##### Text to read #####

Geo-Tel Acquires Zayo’s North American Data Center Portfolio, Reshaping Wholesale Fiber Market
In a significant move consolidating North American wholesale fiber and data center infrastructure, Geo-Tel has announced the acquisition of Zayo Group’s entire data center portfolio across the United States and Canada. According to the announcement on Geo-Tel’s official website, the transaction, valued at approximately $1.2 billion, includes 12 Tier III data centers and 47 colocation facilities, adding over 1.5 million square feet of data center space and 200+ network Points of Presence (PoPs) to Geo-Tel’s assets. The deal, expected to close in Q3 2025 pending regulatory approval, marks a strategic pivot for Geo-Tel from a primarily network-centric operator to a fully integrated infrastructure provider, directly impacting wholesale bandwidth pricing, enterprise connectivity, and cloud on-ramp strategies for telecom operators globally.
Technical Deep Dive: Assets, Capacity, and Network Integration

The acquired portfolio from Zayo represents a high-density, network-rich asset base critical for backhaul, cloud interconnection, and content delivery. The 12 core data centers are strategically located in major interconnection hubs, including Ashburn, Virginia; Dallas, Texas; Chicago, Illinois; and Toronto, Canada. Each facility boasts an average Power Usage Effectiveness (PUE) of 1.3 and is supported by dual-feed power substations with N+1 redundancy. From a telecom infrastructure perspective, the key value lies in the in-building fiber and meet-me rooms. The acquisition transfers over 12,000 route miles of metropolitan and long-haul dark fiber, much of which is already lit with 100G and 400G DWDM systems, directly connecting these data centers to Zayo’s (and now Geo-Tel’s) extensive national backbone.

##### Dataset rows #####

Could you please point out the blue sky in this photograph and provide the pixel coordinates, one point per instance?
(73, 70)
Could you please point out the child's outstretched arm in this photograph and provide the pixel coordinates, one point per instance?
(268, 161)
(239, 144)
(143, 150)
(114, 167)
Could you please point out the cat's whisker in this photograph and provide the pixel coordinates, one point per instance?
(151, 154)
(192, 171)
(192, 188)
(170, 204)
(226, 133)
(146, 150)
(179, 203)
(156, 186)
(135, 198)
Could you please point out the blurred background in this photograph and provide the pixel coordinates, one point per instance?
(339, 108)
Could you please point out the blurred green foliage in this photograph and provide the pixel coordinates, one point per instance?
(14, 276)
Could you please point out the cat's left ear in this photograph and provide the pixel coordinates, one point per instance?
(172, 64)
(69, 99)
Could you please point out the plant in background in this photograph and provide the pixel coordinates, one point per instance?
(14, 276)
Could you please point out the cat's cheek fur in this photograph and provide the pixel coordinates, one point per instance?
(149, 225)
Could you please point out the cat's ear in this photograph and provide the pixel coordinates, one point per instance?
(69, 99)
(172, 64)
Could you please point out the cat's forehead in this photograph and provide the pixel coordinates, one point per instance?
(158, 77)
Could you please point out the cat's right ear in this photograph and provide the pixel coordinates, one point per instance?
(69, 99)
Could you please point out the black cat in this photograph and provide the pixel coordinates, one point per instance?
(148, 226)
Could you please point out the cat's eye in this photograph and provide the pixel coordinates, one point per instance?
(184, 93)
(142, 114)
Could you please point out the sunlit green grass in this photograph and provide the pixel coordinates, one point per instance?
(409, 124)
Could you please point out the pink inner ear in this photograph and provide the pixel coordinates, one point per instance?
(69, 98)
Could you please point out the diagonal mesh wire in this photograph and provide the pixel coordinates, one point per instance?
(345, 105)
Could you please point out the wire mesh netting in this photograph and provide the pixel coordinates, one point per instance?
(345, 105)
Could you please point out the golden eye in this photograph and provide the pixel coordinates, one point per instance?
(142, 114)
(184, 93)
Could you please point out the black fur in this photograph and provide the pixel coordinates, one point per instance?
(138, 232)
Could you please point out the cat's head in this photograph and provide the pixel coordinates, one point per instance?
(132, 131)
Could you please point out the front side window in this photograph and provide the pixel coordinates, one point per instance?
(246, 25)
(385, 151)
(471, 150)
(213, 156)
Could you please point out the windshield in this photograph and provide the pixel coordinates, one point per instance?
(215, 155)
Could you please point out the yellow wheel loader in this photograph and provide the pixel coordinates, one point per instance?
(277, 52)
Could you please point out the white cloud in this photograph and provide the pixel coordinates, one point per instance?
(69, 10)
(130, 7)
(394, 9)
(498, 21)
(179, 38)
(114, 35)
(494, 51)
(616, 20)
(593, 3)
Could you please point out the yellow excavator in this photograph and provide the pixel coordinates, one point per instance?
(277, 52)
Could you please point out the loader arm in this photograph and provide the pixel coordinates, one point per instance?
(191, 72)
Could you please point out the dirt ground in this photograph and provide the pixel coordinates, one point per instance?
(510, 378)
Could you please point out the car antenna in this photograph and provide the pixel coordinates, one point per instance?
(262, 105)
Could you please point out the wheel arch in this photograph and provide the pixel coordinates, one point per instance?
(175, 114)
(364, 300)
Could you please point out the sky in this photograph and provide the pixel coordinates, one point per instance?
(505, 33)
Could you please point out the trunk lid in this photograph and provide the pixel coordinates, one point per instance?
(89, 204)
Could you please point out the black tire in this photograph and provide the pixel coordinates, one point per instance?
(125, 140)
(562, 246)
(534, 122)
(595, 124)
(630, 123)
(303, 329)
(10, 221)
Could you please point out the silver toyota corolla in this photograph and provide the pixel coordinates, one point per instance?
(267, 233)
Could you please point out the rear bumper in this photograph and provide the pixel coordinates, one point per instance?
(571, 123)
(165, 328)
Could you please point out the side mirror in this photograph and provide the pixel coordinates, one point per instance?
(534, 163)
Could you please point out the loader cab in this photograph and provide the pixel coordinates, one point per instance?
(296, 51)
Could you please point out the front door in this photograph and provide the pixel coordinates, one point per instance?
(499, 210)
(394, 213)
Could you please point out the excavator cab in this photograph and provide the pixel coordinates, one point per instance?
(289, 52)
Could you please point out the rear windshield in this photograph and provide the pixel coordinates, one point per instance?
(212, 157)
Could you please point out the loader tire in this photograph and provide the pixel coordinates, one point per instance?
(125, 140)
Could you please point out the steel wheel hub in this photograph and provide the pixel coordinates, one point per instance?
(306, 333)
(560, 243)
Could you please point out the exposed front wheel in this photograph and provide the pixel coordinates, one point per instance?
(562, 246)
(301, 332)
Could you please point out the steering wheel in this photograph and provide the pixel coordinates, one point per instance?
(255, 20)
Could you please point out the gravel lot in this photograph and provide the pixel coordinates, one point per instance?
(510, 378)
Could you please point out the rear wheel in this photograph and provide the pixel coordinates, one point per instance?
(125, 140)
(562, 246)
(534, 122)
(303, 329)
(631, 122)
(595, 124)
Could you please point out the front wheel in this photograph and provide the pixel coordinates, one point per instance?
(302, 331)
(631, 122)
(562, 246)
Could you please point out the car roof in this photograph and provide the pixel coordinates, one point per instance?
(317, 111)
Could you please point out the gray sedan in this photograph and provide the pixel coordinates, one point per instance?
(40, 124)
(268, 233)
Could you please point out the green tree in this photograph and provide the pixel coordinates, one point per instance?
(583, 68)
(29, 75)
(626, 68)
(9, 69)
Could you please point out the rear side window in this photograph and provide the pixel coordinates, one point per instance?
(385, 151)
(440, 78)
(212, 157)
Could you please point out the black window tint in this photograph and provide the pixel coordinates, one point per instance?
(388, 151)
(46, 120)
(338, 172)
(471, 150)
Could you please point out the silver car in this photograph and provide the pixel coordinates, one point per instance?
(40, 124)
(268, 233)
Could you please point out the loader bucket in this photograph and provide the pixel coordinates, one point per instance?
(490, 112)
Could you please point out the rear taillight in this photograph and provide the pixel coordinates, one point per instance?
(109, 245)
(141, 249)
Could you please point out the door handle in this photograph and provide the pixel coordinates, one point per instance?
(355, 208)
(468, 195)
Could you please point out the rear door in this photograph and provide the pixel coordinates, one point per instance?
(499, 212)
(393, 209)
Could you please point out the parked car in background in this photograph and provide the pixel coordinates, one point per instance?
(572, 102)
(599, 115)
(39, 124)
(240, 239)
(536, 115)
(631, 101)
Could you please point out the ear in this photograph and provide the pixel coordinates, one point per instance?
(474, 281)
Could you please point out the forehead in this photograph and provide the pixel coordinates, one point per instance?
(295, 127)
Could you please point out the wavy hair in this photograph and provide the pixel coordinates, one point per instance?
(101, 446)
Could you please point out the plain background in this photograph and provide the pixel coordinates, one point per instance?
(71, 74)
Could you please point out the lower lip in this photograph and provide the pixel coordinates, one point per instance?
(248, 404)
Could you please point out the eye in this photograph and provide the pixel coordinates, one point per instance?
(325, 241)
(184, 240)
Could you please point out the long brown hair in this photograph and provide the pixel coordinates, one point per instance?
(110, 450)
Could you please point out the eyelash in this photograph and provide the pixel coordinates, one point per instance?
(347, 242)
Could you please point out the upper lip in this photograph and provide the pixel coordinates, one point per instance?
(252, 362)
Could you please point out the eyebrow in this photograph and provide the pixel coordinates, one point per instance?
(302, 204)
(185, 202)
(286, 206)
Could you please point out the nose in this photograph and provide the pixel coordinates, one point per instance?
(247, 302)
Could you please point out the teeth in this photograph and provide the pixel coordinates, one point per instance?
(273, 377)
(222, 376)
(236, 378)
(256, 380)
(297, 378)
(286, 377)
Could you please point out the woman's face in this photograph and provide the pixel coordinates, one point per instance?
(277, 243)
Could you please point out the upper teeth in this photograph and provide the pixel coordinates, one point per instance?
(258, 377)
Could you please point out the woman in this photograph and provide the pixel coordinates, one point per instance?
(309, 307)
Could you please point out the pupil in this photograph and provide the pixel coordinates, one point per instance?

#####

* [Set tasks]:
1/ According to the article on Geo-Tel's acquisition, when is the deal expected to close?
2/ Turn the paragraph of the article on Geo-Tel's acquisition that opens with "The acquired portfolio from Zayo" into a short bulleted list of its main facts.
3/ Carry on the article on Geo-Tel's acquisition, starting after its final sentence.
The entries have no connection to the article on Geo-Tel's acquisition.

* [Results in order]:
1/ In Q3 2025, pending regulatory approval.

2/
- The portfolio is a high-density, network-rich asset base critical for backhaul, cloud interconnection, and content delivery.
- Its 12 core data centers sit in major interconnection hubs, including Ashburn, Virginia; Dallas, Texas; Chicago, Illinois; and Toronto, Canada.
- Each facility averages a PUE of 1.3 and has dual-feed power substations with N+1 redundancy.
- The main telecom value lies in the in-building fiber and meet-me rooms.
- Over 12,000 route miles of metropolitan and long-haul dark fiber transfer in the deal, much of it already lit with 100G and 400G DWDM systems and connected to the national backbone.

3/
For network operators, the integration roadmap is paramount. Geo-Tel plans to merge this infrastructure into its existing GeoNet platform, creating a unified portal for wavelength, Ethernet, and colocation services. Technically, this involves migrating Zayo’s legacy SONET and SDH circuits to a pure IP/MPLS and OTN (Optical Transport Network) layer, a process Geo-Tel estimates will take 18-24 months. The combined entity will control over 450,000 route miles of fiber in North America, creating a formidable alternative to incumbent telcos like AT&T and Lumen Technologies for wholesale services. The deal also includes Zayo’s extensive small cell and fiber-to-the-tower (FTTT) assets, positioning Geo-Tel as a key neutral host for 5G mobile network operators (MNOs) seeking to densify their radio access networks (RAN).
Industry Impact: Wholesale Market Consolidation and Operator Strategies

This acquisition fundamentally alters the competitive landscape of the North American wholesale telecom market. Geo-Tel, traditionally a challenger, now commands a significantly larger share of the dark fiber and wholesale wavelength market. For telecom operators—particularly mobile network operators (MNOs), competitive local exchange carriers (CLECs), and cloud service providers—this consolidation means both opportunity and risk.
On the opportunity side, a larger, integrated Geo-Tel can offer one-stop shopping for bundled dark fiber, lit wavelength, and colocation, potentially simplifying procurement and reducing the number of vendor relationships. The increased scale may also drive down unit costs for high-bandwidth circuits (100G+), benefiting operators expanding their backbone capacity or building out edge compute networks. However, the reduction in major wholesale suppliers—now essentially down to Geo-Tel, Lumen, AT&T, and Crown Castle in many markets—could lead to less competitive pricing over the long term and increased dependency on a single provider for critical infrastructure.
Network operators must now re-evaluate their sourcing strategies. Many relied on Zayo for competitive backhaul in secondary markets where the incumbent telco’s pricing was prohibitive. With Zayo’s assets under new ownership, operators should immediately audit their existing contracts for change-of-control clauses and engage with Geo-Tel’s leadership to understand future roadmaps and pricing models. Furthermore, this move may accelerate similar consolidation among other regional fiber providers, as scale becomes increasingly critical to compete with cloud hyperscalers building their own networks.
Global and Regional Implications: Africa, MENA, and Submarine Cable Access

While this is a North American transaction, the ripple effects will be felt in emerging markets, particularly Africa and the Middle East and North Africa (MENA) region. Geo-Tel has been aggressively expanding its EMEA and APAC footprint through partnerships and acquisitions. Controlling a dominant North American data center and fiber portfolio strengthens its hand as a global carrier’s carrier. For African and MENA telecom operators that rely on international bandwidth from submarine cable landing stations, Geo-Tel now offers a more seamless path inland.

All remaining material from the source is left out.